Matatat.org

Yelp Rating Timelines

For a while I've been thinking about Yelp reviews, in particular about the information lost by distilling the reviews down to one number. It isn't clear how this number, the average rating, is calculated either. Is it an average over all time? Is it only considering the last month? Or, is it weighted such that more recent reviews have a larger effect on the average?

A lot of the information lost is in the time domain, the change in time of a business' ratings. Presumably, a change in ownership or management could result in a change in the quality of a business, positively or negatively. Also, a business that just opened might get poor reviews but over time improves through addressing feedback or from the staff gaining more experience. These sort of changes should be present in user reviews on Yelp. I'd like to find a way to see these changes to get a better sense of the quality of a business.

First, we'll need to grab a bunch of reviews from Yelp. Yelp provides an API for searching and an API for requesting business data. An API is an Application Programming Interface, basically a list of instructions for interfacting with Yelp's data. The way these work is similar to viewing a web page. When you point your browser to a website, you do it with a URL (http://www.yelp.com for instance). Yelp sends you back data containing HTML, CSS, and Javascript. Your browser uses this data to construct the page that you see. The API works similarly, you request data with a URL (http://api.yelp.com/stuff), but instead of getting HTML and such, you get data formatted as JSON.

Using the APIs, we can search like you would on the website, but through Python code. We can also request data about businesses we find from searching. I'll get started by creating a function to perform API requests.

import json
import urllib2

import oauth2

Using Yelp's API requires secret keys to sign a URL request. Yelp gives you these keys, if you want to try this code, you'll need to get your own. Following Yelp's sample code, I've written a function to make an API request with OAuth2. To use the APIs, you need to get secret keys from Yelp.

Given task A: Which lines of the rows contain the string "white"? Pick out each such line in full, treating case as significant.
The Yelp ratings post has no connection to the rows.

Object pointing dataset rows
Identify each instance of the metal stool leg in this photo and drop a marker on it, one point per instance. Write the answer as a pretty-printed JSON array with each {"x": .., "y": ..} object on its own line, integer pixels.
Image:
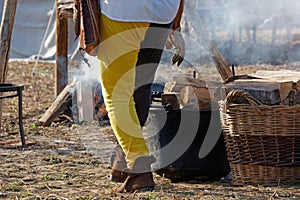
[{"x": 20, "y": 117}]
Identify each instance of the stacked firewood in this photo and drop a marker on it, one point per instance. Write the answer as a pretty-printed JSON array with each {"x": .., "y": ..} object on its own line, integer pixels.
[{"x": 183, "y": 91}]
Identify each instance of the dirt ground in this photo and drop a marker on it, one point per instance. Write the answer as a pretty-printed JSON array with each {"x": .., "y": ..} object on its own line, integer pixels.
[{"x": 71, "y": 161}]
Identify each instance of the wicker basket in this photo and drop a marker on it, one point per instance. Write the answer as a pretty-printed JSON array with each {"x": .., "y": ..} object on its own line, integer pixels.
[{"x": 262, "y": 141}]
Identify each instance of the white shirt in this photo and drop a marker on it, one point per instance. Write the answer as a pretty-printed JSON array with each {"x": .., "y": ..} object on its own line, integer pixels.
[{"x": 154, "y": 11}]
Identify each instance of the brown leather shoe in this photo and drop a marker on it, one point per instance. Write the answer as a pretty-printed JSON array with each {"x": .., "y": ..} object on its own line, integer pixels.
[
  {"x": 118, "y": 163},
  {"x": 140, "y": 177}
]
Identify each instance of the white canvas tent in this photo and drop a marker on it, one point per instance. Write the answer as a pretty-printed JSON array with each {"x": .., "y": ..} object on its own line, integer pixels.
[
  {"x": 33, "y": 17},
  {"x": 34, "y": 31}
]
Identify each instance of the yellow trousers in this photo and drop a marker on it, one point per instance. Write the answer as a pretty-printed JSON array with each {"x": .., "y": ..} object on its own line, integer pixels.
[{"x": 118, "y": 54}]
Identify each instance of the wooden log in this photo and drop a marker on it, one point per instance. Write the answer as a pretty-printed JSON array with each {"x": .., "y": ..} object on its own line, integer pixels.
[
  {"x": 280, "y": 76},
  {"x": 199, "y": 97},
  {"x": 171, "y": 99},
  {"x": 84, "y": 95},
  {"x": 266, "y": 91},
  {"x": 61, "y": 66},
  {"x": 178, "y": 82},
  {"x": 56, "y": 106},
  {"x": 220, "y": 63}
]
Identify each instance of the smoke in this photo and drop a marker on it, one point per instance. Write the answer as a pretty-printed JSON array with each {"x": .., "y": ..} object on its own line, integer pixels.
[{"x": 246, "y": 32}]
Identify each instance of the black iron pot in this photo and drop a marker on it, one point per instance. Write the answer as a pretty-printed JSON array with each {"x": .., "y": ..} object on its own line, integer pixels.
[{"x": 187, "y": 143}]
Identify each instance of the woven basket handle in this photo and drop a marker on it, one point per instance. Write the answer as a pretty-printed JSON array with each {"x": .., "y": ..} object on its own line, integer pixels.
[{"x": 234, "y": 94}]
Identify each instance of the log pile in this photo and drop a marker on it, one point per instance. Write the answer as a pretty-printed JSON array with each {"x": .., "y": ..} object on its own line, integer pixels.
[
  {"x": 269, "y": 87},
  {"x": 183, "y": 92}
]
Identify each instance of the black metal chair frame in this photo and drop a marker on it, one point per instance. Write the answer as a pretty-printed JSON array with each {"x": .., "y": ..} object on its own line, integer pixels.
[{"x": 8, "y": 87}]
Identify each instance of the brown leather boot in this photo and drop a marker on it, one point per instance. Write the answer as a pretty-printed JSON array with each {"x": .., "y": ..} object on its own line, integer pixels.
[
  {"x": 140, "y": 177},
  {"x": 118, "y": 163}
]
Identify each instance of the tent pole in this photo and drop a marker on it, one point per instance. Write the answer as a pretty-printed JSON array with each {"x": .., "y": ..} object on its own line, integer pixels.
[
  {"x": 61, "y": 67},
  {"x": 7, "y": 22}
]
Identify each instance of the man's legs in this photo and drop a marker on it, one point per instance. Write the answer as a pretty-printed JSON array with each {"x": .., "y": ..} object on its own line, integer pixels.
[
  {"x": 148, "y": 59},
  {"x": 118, "y": 54}
]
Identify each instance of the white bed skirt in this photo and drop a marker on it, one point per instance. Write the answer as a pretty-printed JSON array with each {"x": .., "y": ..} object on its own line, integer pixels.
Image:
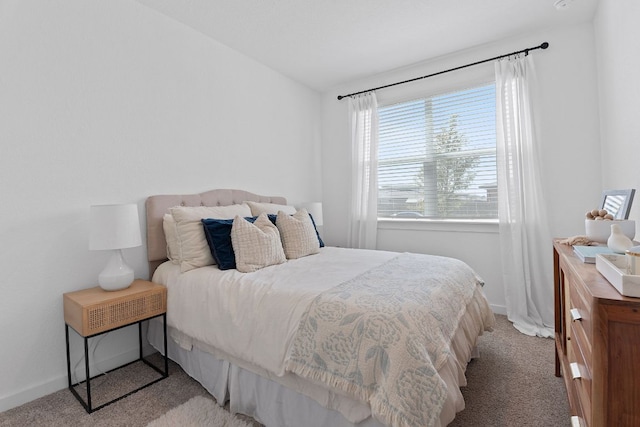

Given task B: Reproduce the Yelp ratings post word for word from "Using the APIs, we" up to and including "keys from Yelp.".

Exercise response A:
Identify each instance of the white shirt in this photo and drop a marker on it, one point per instance. Write the answer as a pretty-printed JSON array with each {"x": .., "y": ..} object on its own line, integer pixels.
Identify each instance of the white canvas tent in this photo and drop a marker on it, one point per instance. Write the answer as a pretty-printed JSON array with each {"x": .., "y": ..} object on its own line, integer pixels.
Identify each instance of the white bed skirt in this photo and drop a marker on it, one point per instance. Write the answer as a pretty-printed JSON array with each {"x": .., "y": ..} object on its own line, integer pixels.

Exercise response B:
Using the APIs, we can search like you would on the website, but through Python code. We can also request data about businesses we find from searching. I'll get started by creating a function to perform API requests.

import json
import urllib2

import oauth2

Using Yelp's API requires secret keys to sign a URL request. Yelp gives you these keys, if you want to try this code, you'll need to get your own. Following Yelp's sample code, I've written a function to make an API request with OAuth2. To use the APIs, you need to get secret keys from Yelp.